## Fragmento
#####

La mayor dificultad para atajar el problema radica, precisamente, en la imposibilidad de definir con precisión el alcance de la infección financiera estadounidense. La inyección al mercado de 145.000 millones de dólares mediante la devolución de impuestos, anunciada la pasada semana por el presidente George Bush, y la decisión del presidente de la Reserva Federal, Ben Bernanke, de bajar tres cuartos de punto los tipos de interés han sido valoradas positivamente, pero han resultado insuficientes para tranquilizar a los mercados mundiales. Y tampoco ha servido de mucha ayuda la decisión del Banco Central Europeo de primar la lucha contra la inflación, es decir, de no bajar los tipos de interés. Las bolsas reflejaron el miércoles la decepción con nuevas e importantes pérdidas y dejaron sentado el carácter eminentemente financiero de la crisis.

#####

## Datos de origen
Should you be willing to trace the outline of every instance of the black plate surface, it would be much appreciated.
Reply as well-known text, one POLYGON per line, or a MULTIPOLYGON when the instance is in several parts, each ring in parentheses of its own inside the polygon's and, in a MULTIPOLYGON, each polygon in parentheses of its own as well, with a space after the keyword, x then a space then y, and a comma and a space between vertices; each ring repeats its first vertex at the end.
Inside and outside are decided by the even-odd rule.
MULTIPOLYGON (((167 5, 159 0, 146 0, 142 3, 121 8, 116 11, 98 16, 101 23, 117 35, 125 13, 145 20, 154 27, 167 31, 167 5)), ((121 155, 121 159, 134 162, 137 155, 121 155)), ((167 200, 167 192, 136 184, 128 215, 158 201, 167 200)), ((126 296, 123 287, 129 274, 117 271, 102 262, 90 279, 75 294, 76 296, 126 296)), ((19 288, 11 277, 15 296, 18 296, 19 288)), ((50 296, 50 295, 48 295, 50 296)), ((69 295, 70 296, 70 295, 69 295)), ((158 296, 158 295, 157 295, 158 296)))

#####

## Tarea requerida A
Reproduce sin cambios la parte del fragmento sobre la crisis financiera que empieza en "La mayor dificultad" y termina en "de la crisis.".
## Tarea requerida B
Según el fragmento sobre la crisis financiera, ¿cuánto decidió bajar Ben Bernanke los tipos de interés?

## Respuesta final A
La mayor dificultad para atajar el problema radica, precisamente, en la imposibilidad de definir con precisión el alcance de la infección financiera estadounidense. La inyección al mercado de 145.000 millones de dólares mediante la devolución de impuestos, anunciada la pasada semana por el presidente George Bush, y la decisión del presidente de la Reserva Federal, Ben Bernanke, de bajar tres cuartos de punto los tipos de interés han sido valoradas positivamente, pero han resultado insuficientes para tranquilizar a los mercados mundiales. Y tampoco ha servido de mucha ayuda la decisión del Banco Central Europeo de primar la lucha contra la inflación, es decir, de no bajar los tipos de interés. Las bolsas reflejaron el miércoles la decepción con nuevas e importantes pérdidas y dejaron sentado el carácter eminentemente financiero de la crisis.

## Respuesta final B
Tres cuartos de punto.